### To be done
Write out every entry exactly as it appears.

### Dataset records

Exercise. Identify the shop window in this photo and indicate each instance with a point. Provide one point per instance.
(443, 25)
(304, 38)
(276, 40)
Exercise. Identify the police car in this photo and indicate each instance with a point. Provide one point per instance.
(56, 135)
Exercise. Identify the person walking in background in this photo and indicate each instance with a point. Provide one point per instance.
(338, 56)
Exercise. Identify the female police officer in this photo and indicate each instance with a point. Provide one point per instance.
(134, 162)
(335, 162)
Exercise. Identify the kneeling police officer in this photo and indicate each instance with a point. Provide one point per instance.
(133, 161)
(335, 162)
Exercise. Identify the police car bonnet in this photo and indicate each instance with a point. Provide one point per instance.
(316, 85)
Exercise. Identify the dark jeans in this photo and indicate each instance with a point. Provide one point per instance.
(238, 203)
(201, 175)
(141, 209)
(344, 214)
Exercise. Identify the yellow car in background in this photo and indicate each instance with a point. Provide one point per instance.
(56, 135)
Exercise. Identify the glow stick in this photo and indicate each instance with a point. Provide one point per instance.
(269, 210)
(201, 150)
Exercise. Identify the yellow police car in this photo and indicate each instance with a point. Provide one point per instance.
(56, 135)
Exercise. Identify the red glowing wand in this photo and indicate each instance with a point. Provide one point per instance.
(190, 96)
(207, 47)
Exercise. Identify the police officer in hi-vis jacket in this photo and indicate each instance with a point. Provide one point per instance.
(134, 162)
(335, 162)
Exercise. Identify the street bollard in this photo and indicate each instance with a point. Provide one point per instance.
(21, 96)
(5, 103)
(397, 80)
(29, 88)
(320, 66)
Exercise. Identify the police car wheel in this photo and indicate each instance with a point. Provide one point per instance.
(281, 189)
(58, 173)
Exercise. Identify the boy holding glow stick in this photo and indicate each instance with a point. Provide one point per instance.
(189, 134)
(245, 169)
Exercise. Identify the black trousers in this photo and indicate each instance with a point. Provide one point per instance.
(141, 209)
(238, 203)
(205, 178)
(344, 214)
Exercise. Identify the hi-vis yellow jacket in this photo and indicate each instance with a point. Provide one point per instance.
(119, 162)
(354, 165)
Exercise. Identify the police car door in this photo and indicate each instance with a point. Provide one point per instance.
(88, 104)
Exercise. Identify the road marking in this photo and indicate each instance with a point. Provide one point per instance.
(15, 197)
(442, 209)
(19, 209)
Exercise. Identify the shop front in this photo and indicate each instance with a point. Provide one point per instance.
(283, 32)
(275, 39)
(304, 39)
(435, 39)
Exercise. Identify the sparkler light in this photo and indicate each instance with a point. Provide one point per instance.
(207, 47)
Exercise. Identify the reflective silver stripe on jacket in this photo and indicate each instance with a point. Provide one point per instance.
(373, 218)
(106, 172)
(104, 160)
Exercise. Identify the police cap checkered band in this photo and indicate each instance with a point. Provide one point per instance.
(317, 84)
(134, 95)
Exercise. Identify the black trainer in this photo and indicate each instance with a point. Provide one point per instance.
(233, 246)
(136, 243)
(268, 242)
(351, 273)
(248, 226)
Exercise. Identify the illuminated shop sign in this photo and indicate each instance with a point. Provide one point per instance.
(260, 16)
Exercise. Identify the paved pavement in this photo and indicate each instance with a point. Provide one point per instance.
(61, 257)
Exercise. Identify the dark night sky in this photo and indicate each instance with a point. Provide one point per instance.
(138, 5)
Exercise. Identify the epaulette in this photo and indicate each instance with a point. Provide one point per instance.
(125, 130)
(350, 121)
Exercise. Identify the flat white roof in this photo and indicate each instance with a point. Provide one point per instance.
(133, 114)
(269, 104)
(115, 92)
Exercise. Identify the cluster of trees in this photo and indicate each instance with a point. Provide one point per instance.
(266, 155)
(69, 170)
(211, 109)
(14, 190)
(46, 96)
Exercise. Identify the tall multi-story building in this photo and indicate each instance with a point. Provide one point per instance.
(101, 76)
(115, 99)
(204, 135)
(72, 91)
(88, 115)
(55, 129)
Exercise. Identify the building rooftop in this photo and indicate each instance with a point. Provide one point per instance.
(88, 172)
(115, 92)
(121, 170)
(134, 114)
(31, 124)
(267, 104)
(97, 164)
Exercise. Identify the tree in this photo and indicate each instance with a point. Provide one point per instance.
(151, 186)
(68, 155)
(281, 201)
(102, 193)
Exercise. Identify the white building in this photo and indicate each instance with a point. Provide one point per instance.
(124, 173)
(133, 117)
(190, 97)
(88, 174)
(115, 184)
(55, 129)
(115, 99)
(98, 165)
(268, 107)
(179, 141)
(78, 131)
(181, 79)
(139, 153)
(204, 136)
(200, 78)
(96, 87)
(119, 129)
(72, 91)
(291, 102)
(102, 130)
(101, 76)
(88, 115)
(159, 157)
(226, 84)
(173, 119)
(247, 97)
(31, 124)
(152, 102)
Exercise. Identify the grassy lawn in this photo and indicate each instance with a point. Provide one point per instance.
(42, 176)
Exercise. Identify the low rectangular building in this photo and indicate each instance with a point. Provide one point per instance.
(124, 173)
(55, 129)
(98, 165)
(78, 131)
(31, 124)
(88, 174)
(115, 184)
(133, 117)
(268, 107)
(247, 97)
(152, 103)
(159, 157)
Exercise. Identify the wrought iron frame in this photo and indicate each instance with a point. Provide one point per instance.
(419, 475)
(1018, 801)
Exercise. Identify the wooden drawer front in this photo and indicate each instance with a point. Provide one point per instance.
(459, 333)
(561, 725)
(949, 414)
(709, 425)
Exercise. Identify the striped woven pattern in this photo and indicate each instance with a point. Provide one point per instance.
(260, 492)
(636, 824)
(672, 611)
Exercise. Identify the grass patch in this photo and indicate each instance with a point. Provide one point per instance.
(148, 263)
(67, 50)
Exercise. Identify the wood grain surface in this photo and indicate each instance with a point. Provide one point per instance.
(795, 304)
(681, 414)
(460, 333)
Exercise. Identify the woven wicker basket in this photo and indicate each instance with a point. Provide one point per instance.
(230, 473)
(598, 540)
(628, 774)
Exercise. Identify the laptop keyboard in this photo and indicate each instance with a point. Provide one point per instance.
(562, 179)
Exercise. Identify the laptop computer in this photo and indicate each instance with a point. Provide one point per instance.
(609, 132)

### Finished exercise
Exercise. Identify the shop window in this photo and indicate each instance with a point. Provide one point per instance.
(443, 25)
(304, 38)
(276, 40)
Exercise. Identify the police car in this photo and indicate each instance with a point. Provide one point per instance.
(56, 135)
Exercise. Identify the person walking in background in this photo and indicate each instance with a point. Provide one point per instance.
(338, 56)
Exercise. Identify the female police officer in this photo and indicate each instance with a point. Provide one point per instance.
(134, 162)
(335, 162)
Exercise. Identify the kneeling police officer in this photo and indicate each instance with a point. Provide one point per instance.
(133, 161)
(335, 162)
Exercise. Identify the police car bonnet in this photo and indicate each instance with a point. Provide one point per instance.
(316, 85)
Exercise. Identify the dark jeans in this photo and indicate each instance with a point. Provide one point per instance.
(238, 203)
(201, 175)
(141, 209)
(344, 214)
Exercise. Identify the yellow car in background in this photo and indicate each instance with a point. Provide one point per instance.
(56, 135)
Exercise. Identify the glow stick in this photo and indicate each instance with a point. Provide one point per instance.
(269, 210)
(201, 150)
Exercise. Identify the yellow police car in this photo and indicate each instance with a point. Provide one point per instance.
(56, 135)
Exercise. Identify the red glowing wand in this photo and indicate each instance with a point. Provide one point per instance.
(190, 96)
(207, 47)
Exercise. Identify the police officer in hi-vis jacket in this photo and indicate each instance with a point. Provide one point per instance.
(134, 162)
(335, 162)
Exercise. Identify the street bollard in this photo and indicate each instance with a point. Provide one point per instance.
(21, 96)
(5, 103)
(397, 80)
(29, 88)
(320, 66)
Exercise. Identify the police car wheel in this photo and indicate each instance with a point. Provide one point per instance.
(281, 189)
(58, 173)
Exercise. Identify the boy holding glow stick in this photo and indicate each instance with a point. Provide one point per instance.
(189, 134)
(245, 169)
Exercise. Identify the black trousers in this photo and indicate each instance with a point. Provide one point per instance.
(141, 209)
(238, 203)
(205, 178)
(344, 214)
Exercise. Identify the hi-vis yellow jacket in this photo and indicate each instance with a point. Provide one point per instance.
(119, 162)
(354, 165)
Exercise. Identify the police car door in this photo and indicate each instance with a point. Provide one point per instance.
(88, 104)
Exercise. Identify the road marking in this photo and indicate each instance with a point. Provide one point per instance.
(15, 197)
(442, 209)
(19, 209)
Exercise. Identify the shop front in this photo and indicate each instance with a point. Provide one point per instance.
(283, 32)
(275, 39)
(304, 39)
(435, 39)
Exercise. Identify the sparkler light in this photo and indicate each instance with a point. Provide one point per instance.
(207, 47)
Exercise. Identify the reflective silver stripe on jacket in this photo and indicate each instance with a point. Provide one point per instance.
(373, 218)
(106, 172)
(104, 160)
Exercise. Identify the police cap checkered band in this photo and indicate each instance with a point. Provide one point per instance.
(317, 84)
(134, 95)
Exercise. Identify the black trainer in this photo and indicate each instance with a point. Provide one point per instance.
(233, 246)
(136, 243)
(268, 242)
(351, 273)
(248, 226)
Exercise. Identify the illuminated shop sign in this photo and indicate each instance with a point. Provide one point per instance.
(260, 16)
Exercise. Identify the paved pavement in this photo and indicate each instance with a point. Provide one point per instance.
(61, 257)
Exercise. Identify the dark night sky in this photo and indicate each instance with a point. Provide one point per instance.
(138, 5)
Exercise. Identify the epaulette in this photo and indicate each instance with a point. Provide one point per instance.
(125, 130)
(350, 121)
Exercise. Identify the flat white roof in this photo and indicate each instance with a point. Provide one point per instance.
(133, 114)
(269, 104)
(115, 92)
Exercise. Identify the cluster of trees in this photo and indicate each instance with a point. Provide one point per instance.
(266, 155)
(69, 170)
(211, 109)
(14, 190)
(46, 96)
Exercise. Identify the tall multi-story building in this photo and indicate each instance with a point. Provide one point per instance.
(101, 76)
(115, 99)
(204, 135)
(72, 91)
(88, 115)
(55, 129)
Exercise. Identify the building rooftop in this photo and indicate each instance with a point. Provide one point per instance.
(88, 172)
(115, 92)
(121, 170)
(134, 114)
(31, 124)
(267, 104)
(97, 164)
Exercise. Identify the tree in this photo and indicate each instance with a point. Provide one point per instance.
(151, 186)
(68, 155)
(281, 201)
(102, 193)
Exercise. Identify the white building in this photo and indicate each instance with a point. Provide one point per instance.
(124, 173)
(133, 117)
(190, 97)
(88, 174)
(115, 184)
(55, 129)
(115, 99)
(98, 165)
(268, 107)
(179, 141)
(78, 131)
(181, 79)
(139, 153)
(204, 136)
(200, 78)
(96, 87)
(119, 129)
(72, 91)
(291, 102)
(102, 130)
(101, 76)
(88, 115)
(159, 157)
(226, 84)
(173, 119)
(247, 97)
(31, 124)
(152, 102)
Exercise. Identify the grassy lawn in this photo and indicate each instance with a point. Provide one point per instance.
(42, 176)
Exercise. Identify the low rectangular building in this photo and indicate each instance with a point. Provide one point per instance.
(124, 173)
(55, 129)
(98, 165)
(78, 131)
(31, 124)
(88, 174)
(115, 184)
(133, 117)
(268, 107)
(247, 97)
(152, 103)
(159, 157)
Exercise. Identify the wrought iron frame in this photo and indicate each instance with a point. Provide one point per instance.
(419, 475)
(1018, 801)
Exercise. Identify the wooden drawer front in this photo and indicate each instance with a point. Provide one point per instance.
(459, 333)
(561, 725)
(949, 414)
(709, 425)
Exercise. Identify the striped woven pattern in this photo and indicate each instance with a point. Provide one point per instance.
(260, 492)
(636, 824)
(672, 611)
Exercise. Identify the grass patch in this photo and indicate each instance with a point. Provide one point per instance.
(148, 263)
(67, 50)
Exercise. Identify the wood grain surface in this photo and indicate each instance with a point. Provide one point per instance.
(795, 304)
(681, 414)
(460, 333)
Exercise. Identify the woven wicker basket in this photo and indicate each instance with a point. Provide one point per instance.
(230, 473)
(598, 540)
(628, 774)
Exercise. Identify the laptop keyboard in this photo and indicate each instance with a point. Provide one point per instance.
(562, 179)
Exercise. Identify the laptop computer in this photo and indicate each instance with a point. Provide one point per instance.
(609, 132)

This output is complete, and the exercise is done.